• Things to do:
1/ According to the text about Alfred Hess, in what year was the street in Erfurt named after him?
2/ Carry on the text about Alfred Hess from where it stops.

• Page excerpt:

Hess was a shoe manufacturer in Erfurt, Thuringia. M & L Hess Schuhfabrik had four factories in Erfurt. He was keen on art and German expressionism. His portrait was made into a woodcut by Max Pechstein in 1919 when he was one of the artists who stayed at the Hess house. Hess made donations to local museums and his visitors' books were so lavishly decorated that illustrations were published as a book in 1957. Hess's factory was forcibly Aryanised under the Nazis.

A memorial plaque for Alfred Hess has been erected at the Hess villa in Alfred-Hess-Straße, Erfurt; the street was named after him in 1992.

==Art collection==
With his wife Thekla (1884–1968), née Pauson, he had an art collection of around 4,000 works that contained important German Expressionist works.

Hess was a philanthropist, donating numerous artworks to museums in Germany. Gifts included the Johannes Driesch (1901 - 1930) drawing, Familie und Liebespaar, and Lyonel Feininger's Viadukt to the Museum für Kunst und Heimatgeschichte in Erfurt. He also loaned artworks to museums, such as Landungssteg by Lyonel Feininger and Tänzerinnen by Erich Henkel. These and other gifts and loans he made to museums were later seized by the Nazis, as were works from his private collection. Others were sold to finance the escape and survival of his family.

(Records in a dataset)
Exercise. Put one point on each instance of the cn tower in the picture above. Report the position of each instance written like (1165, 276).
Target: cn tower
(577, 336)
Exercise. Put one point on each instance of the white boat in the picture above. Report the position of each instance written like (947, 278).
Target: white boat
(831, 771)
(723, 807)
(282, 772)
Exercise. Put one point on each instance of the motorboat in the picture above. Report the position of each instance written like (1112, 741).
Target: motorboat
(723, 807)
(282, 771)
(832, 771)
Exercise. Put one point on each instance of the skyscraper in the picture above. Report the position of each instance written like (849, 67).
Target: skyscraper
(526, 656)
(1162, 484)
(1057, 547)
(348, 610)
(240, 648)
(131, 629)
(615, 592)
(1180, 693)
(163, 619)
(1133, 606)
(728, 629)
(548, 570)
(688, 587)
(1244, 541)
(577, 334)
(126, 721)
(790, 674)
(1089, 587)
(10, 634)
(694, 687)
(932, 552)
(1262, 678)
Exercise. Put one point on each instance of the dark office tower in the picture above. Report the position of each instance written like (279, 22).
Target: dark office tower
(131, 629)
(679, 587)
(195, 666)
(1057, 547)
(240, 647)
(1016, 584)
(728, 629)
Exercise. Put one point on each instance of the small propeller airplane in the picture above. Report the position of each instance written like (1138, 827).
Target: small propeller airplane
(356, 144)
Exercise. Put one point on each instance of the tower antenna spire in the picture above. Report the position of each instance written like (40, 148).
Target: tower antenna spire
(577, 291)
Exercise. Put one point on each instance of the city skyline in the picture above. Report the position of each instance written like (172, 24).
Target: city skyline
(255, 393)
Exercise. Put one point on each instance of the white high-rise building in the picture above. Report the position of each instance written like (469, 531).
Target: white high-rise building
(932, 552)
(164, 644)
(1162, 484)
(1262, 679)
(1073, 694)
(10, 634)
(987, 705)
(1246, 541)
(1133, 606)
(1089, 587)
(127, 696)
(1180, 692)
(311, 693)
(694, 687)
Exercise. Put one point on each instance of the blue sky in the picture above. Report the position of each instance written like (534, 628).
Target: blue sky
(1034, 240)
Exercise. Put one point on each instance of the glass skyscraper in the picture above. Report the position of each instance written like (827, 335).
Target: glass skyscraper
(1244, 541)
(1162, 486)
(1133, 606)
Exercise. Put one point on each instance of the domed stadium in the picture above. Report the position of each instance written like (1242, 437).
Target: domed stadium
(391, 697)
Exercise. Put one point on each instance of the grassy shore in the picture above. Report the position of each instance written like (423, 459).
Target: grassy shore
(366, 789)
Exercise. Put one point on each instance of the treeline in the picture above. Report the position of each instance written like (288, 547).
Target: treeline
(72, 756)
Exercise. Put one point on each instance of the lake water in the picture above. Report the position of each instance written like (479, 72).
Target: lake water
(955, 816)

• Results in order:
1/ 1992

2/
== Hess' death and the family's fate under the Nazis ==
Hess died in 1931, before the Nazis came to power. His widow Thekla, who emigrated from Germany to the UK via Switzerland, said that she was forced to sell paintings by the Gestapo. She was forced to deposit paintings with the Cologne Art Association in 1937, and was later told, falsely, that they had been destroyed. She joined her son Hans Hess in the UK in 1939.

Hans Hess helped Leicester Museum and Art Gallery create an exhibition of German Expressionist art in 1944. Leicester Museum bought or was given four artworks.

== Postwar ==
Hans Hess was appointed as an art assistant at Leicester shortly before the exhibition opened, then in 1947, he became keeper of art at York Art Gallery. Hans died in 1975 and his widow Lillie in 1976. In 1977 some of the family paintings were auctions at the Marlborough Gallery.

== Claims for restitution ==
The Hess heirs filed claims for restitution for looted artworks and forced sales. Several works, such as Berlin Street Scene (1913) by Ernst Ludwig Kirchner and Nude by Karl Schmidt-Rottluff, have been returned to his granddaughter and heir, Anita Halpin, and subsequently sold; the former sold at auction for £20.5 million to the Neue Galerie New York, which also paid over £1 million to Halpin for Nude. Restitution was opposed by Ludwig von Pufendorf, Wolfgang Henze of the Ernst Ludwig Kirchner Archive in Bern, Switzerland; and Bernd Schultz, managing shareholder of Berlin's Villa Grisebach auction house who stated that they thought that the Hess family sold because of the financial crisis unrelated to any Nazi pressure.